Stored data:
"""
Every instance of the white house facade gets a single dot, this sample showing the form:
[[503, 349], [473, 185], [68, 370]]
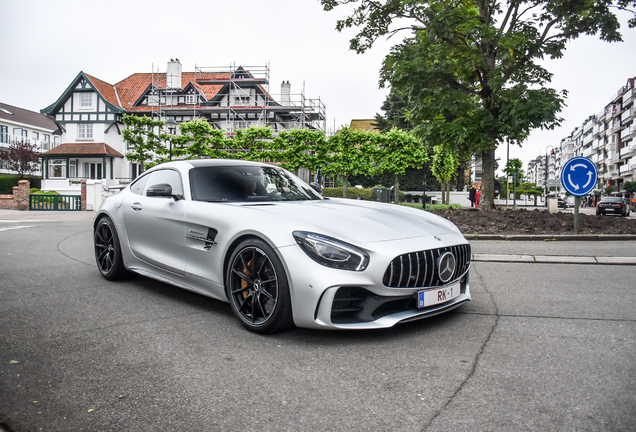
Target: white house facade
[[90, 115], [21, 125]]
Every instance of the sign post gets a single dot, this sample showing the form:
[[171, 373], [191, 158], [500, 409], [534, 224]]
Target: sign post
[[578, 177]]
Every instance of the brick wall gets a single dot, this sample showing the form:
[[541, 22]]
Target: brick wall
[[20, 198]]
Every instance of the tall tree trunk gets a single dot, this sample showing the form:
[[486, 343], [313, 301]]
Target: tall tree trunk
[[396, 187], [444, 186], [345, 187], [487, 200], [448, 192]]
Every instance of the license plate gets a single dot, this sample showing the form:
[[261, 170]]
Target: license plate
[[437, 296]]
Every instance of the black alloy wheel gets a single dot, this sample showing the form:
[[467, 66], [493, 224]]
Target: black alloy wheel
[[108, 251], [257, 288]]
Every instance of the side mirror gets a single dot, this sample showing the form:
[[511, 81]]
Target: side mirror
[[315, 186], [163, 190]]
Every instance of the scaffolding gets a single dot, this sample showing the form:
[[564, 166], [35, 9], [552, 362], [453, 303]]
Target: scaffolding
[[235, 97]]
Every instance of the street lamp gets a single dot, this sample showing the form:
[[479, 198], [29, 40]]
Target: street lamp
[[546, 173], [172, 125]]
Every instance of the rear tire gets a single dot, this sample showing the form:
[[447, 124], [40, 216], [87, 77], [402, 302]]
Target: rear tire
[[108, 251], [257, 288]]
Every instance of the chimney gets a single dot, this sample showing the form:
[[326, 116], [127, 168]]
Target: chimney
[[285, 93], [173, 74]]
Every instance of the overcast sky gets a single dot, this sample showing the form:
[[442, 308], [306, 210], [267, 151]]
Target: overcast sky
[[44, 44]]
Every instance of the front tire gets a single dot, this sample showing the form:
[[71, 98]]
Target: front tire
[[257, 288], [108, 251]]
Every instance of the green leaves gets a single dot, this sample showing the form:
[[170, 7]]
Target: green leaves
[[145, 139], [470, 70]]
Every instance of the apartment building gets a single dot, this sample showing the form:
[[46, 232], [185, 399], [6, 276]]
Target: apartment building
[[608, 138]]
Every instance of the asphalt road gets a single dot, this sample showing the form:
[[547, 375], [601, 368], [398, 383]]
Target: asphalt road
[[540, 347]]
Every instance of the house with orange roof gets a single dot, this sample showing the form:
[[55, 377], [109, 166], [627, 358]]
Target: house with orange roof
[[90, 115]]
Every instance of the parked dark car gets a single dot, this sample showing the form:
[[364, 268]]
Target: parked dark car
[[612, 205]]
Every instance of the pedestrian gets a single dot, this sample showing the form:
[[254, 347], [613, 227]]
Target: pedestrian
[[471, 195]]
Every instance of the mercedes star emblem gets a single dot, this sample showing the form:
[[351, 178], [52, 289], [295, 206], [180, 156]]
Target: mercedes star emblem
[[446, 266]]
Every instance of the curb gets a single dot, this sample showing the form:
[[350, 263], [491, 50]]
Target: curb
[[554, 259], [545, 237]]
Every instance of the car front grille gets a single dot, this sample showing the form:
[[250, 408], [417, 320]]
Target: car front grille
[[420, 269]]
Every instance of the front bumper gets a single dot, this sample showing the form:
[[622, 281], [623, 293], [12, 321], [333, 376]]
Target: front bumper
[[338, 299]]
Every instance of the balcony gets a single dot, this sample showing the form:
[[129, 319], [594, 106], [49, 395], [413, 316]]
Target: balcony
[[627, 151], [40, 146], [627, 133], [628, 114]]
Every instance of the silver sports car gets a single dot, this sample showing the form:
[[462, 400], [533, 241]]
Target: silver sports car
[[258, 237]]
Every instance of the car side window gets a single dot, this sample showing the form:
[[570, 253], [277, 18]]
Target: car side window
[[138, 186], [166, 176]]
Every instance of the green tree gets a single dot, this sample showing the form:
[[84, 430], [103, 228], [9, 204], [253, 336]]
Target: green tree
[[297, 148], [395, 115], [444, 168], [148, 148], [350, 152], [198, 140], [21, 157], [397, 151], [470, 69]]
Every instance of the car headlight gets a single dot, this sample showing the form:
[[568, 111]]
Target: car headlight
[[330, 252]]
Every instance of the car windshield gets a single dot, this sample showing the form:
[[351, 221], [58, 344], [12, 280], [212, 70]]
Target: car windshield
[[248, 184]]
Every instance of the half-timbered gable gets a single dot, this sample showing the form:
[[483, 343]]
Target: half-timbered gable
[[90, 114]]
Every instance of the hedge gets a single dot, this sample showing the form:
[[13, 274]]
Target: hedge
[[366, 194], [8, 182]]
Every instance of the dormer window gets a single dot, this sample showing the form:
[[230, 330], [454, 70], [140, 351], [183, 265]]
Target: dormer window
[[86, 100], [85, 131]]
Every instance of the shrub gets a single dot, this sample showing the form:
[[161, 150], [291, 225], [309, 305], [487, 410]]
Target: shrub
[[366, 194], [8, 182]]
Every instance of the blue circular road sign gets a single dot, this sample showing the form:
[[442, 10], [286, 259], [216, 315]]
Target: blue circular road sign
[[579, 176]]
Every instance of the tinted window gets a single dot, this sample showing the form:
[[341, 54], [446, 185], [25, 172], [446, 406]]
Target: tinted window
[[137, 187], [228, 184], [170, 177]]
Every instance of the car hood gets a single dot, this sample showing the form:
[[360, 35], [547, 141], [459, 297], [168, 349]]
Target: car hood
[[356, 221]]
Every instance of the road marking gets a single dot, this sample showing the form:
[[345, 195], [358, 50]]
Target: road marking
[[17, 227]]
"""
## Task details:
Verbatim output of every entry above is required, though pictures are to be left out.

## Output for this task:
Every instance of the white house facade gets a single dot, this sample showing the form:
[[503, 349], [473, 185], [68, 370]]
Target: white house facade
[[90, 115], [21, 125]]
Every instance of the sign post gets a single dot, this sample showing the form:
[[171, 373], [191, 158], [500, 409], [534, 224]]
Target: sign post
[[578, 177]]
Every instance of the brick wall gets a single dot, this sample showing the form:
[[541, 22]]
Target: brick wall
[[20, 198]]
Every instance of the tall tree trunk gets a single dot, this sample showing the form:
[[486, 343], [313, 301]]
Target: tall tree trunk
[[396, 187], [444, 186], [345, 187], [487, 200], [448, 192]]
Every instance of the license plate gets a single dot, this sample showing the form:
[[261, 170]]
Target: license plate
[[437, 296]]
Every instance of the black alloy wheel gets a single dot, this sample showing the form:
[[467, 66], [493, 224]]
Target: black alloy wheel
[[108, 251], [257, 288]]
Every instance of the side mirror gets a single dot, this sample showing the form:
[[511, 81]]
Target: side mirror
[[315, 186], [163, 190]]
Every instance of the scaffolding gets a single dot, this sample showing the form:
[[564, 166], [35, 9], [552, 362], [453, 303]]
Target: scaffolding
[[235, 97]]
Every instance of the street lamp gets a single dot, this sample showing the form:
[[479, 198], [29, 40]]
Target: street lamp
[[546, 173], [172, 125]]
Every instance of the rear tire gets a single dot, this sample showing the form:
[[447, 124], [40, 216], [87, 77], [402, 302]]
Target: rear tire
[[108, 251], [257, 288]]
Every instance of the chimney gets a single dot, this sample showing the form:
[[326, 116], [127, 168]]
Target: chimney
[[285, 93], [173, 74]]
Every instance of the overcast sky gets a single dot, this sample showing the form:
[[442, 308], [306, 210], [267, 151]]
Target: overcast sky
[[44, 44]]
Every instance of the front tire gets a single dot, this sample showing the form:
[[71, 98]]
Target: front tire
[[257, 288], [108, 251]]
Every instance of the green leaves gets a single dot, this sample showing the form:
[[170, 7]]
Target: green leaves
[[145, 139], [470, 70]]
Every instance of the apartment building gets a single dot, this sample showing the form:
[[46, 232], [185, 399], [6, 276]]
Target: apartment building
[[608, 138]]
Every instance of the asphalt road gets a single dot, this sample showing the form:
[[547, 375], [601, 368], [398, 383]]
Target: asphalt road
[[540, 347]]
Every instance of the house with orange roof gets a single dot, this sample showing the form:
[[55, 377], [109, 166], [627, 358]]
Target: house with orange roof
[[90, 115]]
Every instance of the parked dark car gets a single dot, this sample showing the form:
[[364, 268]]
Target: parked dark car
[[612, 205]]
Every instance of the pedestrian gets a single dot, this sample showing the form:
[[254, 347], [613, 227]]
Target: pedestrian
[[471, 195]]
Every instance of the mercedes star emblem gets a single dot, this sample showing the form:
[[351, 178], [52, 289], [295, 206], [180, 156]]
Target: mercedes star emblem
[[446, 266]]
Every instance of the curb gets a single dot, this sample showing the form:
[[350, 263], [491, 50]]
Target: curb
[[554, 259], [545, 237]]
Every instance of the car front grille gets a single dot, this sample showing the form:
[[250, 408], [417, 320]]
Target: car front grille
[[420, 269]]
Every instance of the front bumper gets a single dot, this sample showing the form:
[[622, 281], [623, 293], [12, 321], [333, 376]]
Target: front bumper
[[338, 299]]
Every instance of the balcony gets a single dot, this sample showing the form:
[[129, 319], [594, 106], [49, 395], [413, 316]]
Target: balcony
[[627, 151], [40, 146], [627, 133], [628, 114]]
Every instance of the silver sports car gets a single dot, this sample showing the form:
[[462, 400], [533, 241]]
Target: silver sports car
[[258, 237]]
Every instance of the car side window gets a single dot, this sample showing the form:
[[570, 253], [277, 18]]
Target: car side window
[[138, 186], [166, 176]]
Every instance of the green tree gets a single dot, this sample showing the form:
[[84, 430], [103, 228], [9, 204], [253, 336]]
Target: green tree
[[297, 148], [395, 115], [444, 168], [148, 148], [350, 152], [198, 140], [21, 157], [397, 151], [470, 69]]
Every instance of the car headlight gets a single dot, this sample showing the form:
[[568, 111]]
Target: car headlight
[[330, 252]]
Every instance of the car windshield gets a single dot, this sample showing the form:
[[351, 221], [58, 344], [12, 280], [212, 70]]
Target: car windshield
[[248, 184]]
Every instance of the half-timbered gable gets a single dot, this sample showing the form:
[[483, 343]]
Target: half-timbered gable
[[90, 114]]
Every instance of the hedge gets a single dot, this sample showing the form:
[[13, 274]]
Target: hedge
[[366, 194], [8, 182]]
Every instance of the dormer window gets a single dot, this sample showing the form:
[[230, 330], [454, 70], [140, 351], [183, 265]]
Target: dormer window
[[86, 100], [85, 131]]
Every instance of the shrub gets a single dot, this sample showing the form:
[[161, 150], [291, 225], [309, 305], [487, 410]]
Target: shrub
[[366, 194], [8, 182]]
Every instance of the blue circular road sign gets a single dot, this sample showing the form:
[[442, 10], [286, 259], [216, 315]]
Target: blue circular road sign
[[579, 176]]
Every instance of the tinted window gets a single dot, this sample showing the form:
[[341, 54], [446, 185], [25, 172], [446, 406]]
Target: tinted window
[[137, 187], [228, 184], [170, 177]]
Every instance of the car hood gets a single dot, this sample showing the form:
[[360, 35], [547, 141], [459, 297], [168, 349]]
Target: car hood
[[356, 221]]
Every instance of the road marking gets a single dot, this sample showing the form:
[[345, 195], [358, 50]]
Target: road marking
[[17, 227]]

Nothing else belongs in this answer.